Task goal
Render every line of the records below as a Markdown table with the columns Row and Line, where Row holds a running number and Line holds the line itself, skipping blank lines. Omit the pictures from the table.

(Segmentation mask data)
== Segment start ==
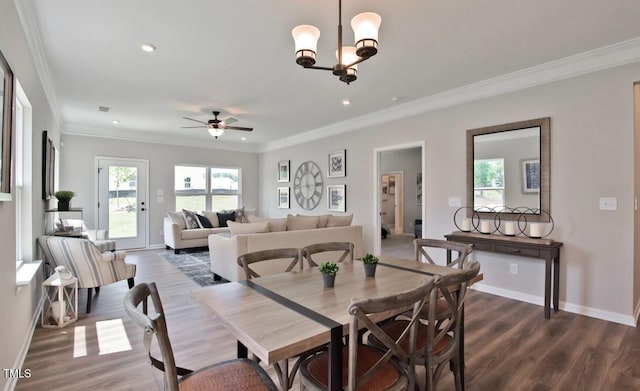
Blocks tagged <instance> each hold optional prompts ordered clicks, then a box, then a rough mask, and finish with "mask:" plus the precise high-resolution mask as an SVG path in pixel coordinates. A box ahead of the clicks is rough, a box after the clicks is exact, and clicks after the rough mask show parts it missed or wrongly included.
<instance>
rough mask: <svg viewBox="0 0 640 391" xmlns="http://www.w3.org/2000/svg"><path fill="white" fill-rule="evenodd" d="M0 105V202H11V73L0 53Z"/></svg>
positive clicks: (7, 66) (1, 55) (11, 74)
mask: <svg viewBox="0 0 640 391" xmlns="http://www.w3.org/2000/svg"><path fill="white" fill-rule="evenodd" d="M0 75H1V76H2V83H3V84H2V90H1V91H2V104H1V105H0V119H1V120H2V126H1V128H0V201H11V162H12V160H11V159H12V156H11V145H12V139H13V102H14V99H15V95H14V91H13V82H14V81H13V71H12V70H11V68H10V67H9V63H8V62H7V60H6V59H5V58H4V56H3V55H2V52H0Z"/></svg>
== Segment end ==
Exercise answer
| Row | Line |
|---|---|
| 1 | Blocks tagged <instance> each hold optional prompts ordered clicks, then a box, then a rough mask, and finish with "mask:" plus the precise high-resolution mask as an SVG path in pixel coordinates. A box ahead of the clicks is rough, a box after the clicks is exact, and clicks after the rough mask show parts it missed or wrongly included. |
| 2 | <instance> |
| 3 | rough mask: <svg viewBox="0 0 640 391" xmlns="http://www.w3.org/2000/svg"><path fill="white" fill-rule="evenodd" d="M0 105V202H11V73L0 53Z"/></svg> |
| 4 | positive clicks: (7, 66) (1, 55) (11, 74) |
| 5 | mask: <svg viewBox="0 0 640 391" xmlns="http://www.w3.org/2000/svg"><path fill="white" fill-rule="evenodd" d="M0 75H1V76H2V83H3V84H2V90H1V91H2V104H1V105H0V119H1V120H2V126H1V128H0V201H11V162H12V160H11V159H12V156H11V145H12V139H13V102H14V99H15V95H14V91H13V82H14V81H13V71H12V70H11V68H10V67H9V63H8V62H7V60H6V59H5V58H4V56H3V55H2V52H0Z"/></svg> |